*** TEXT PASSAGE ***

There is to be legislation to modernise the recruitment and employment status of civil servants. In accordance with the agreement, the Government is legislating to modernise civil service recruitment practices. The Civil Service Commission will be overhauled. New commissioners will set recruitment standards and license office holders to carry out recruitment. A new public appointment service will be established to carry out recruitment and private sector agencies may be nominated by the commissioners to carry out recruitment on behalf of licence holders.

The Government is also making significant changes to the management of staff in Departments. A new Bill on regulation will give Secretaries General and heads of office the power to dismiss civil servants below principal officer level. At and above principal officer level, civil servants may be dismissed by the Minister. Where a person is appointed by the Government, the power of dismissal remains with the Government. As part of the same initiative, wider powers will be given to heads of office to deal with under-performance by staff. To ensure fair procedure, the Bill also provides that the existing unfair dismissals legislation will apply to civil servants.

These important changes in the law will bring about significant improvements in the way that civil servants are recruited and in the way staff of Departments are managed. The framework is being laid for an efficient and flexible approach to the management of the Civil Service.

Apart from important headline issues like these, there are specific and detailed elements right down through the action plans prepared by Departments and organisations across the public service. These involve issues like flexibilities, new working arrangements, new technology and extended opening hours. All these, if delivered, will provide benefits for the public. The Government wants to see a move away from old traditional methods of working towards a more modern, sophisticated service using up-to-date technologies and practice. This applies across the whole public service.

*** GIVEN MATERIAL ***

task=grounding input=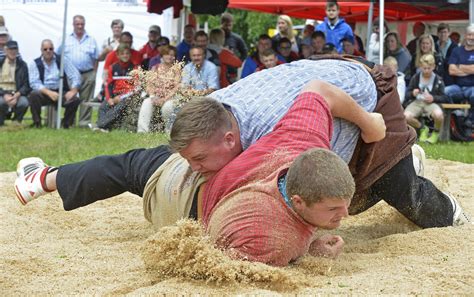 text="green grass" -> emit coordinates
[0,126,474,172]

***

In the text passage above about civil service reform, rewrite the paragraph beginning "The Government is also making significant changes" as a bulleted list that keeps its main facts.

THE OUTPUT:
- The Government is making significant changes to how staff in Departments are managed.
- A new Bill on regulation lets Secretaries General and heads of office dismiss civil servants below principal officer level.
- At and above principal officer level, the Minister may dismiss civil servants.
- For people appointed by the Government, the power of dismissal stays with the Government.
- Heads of office will get wider powers to deal with staff under-performance.
- To ensure fair procedure, existing unfair dismissals legislation will apply to civil servants.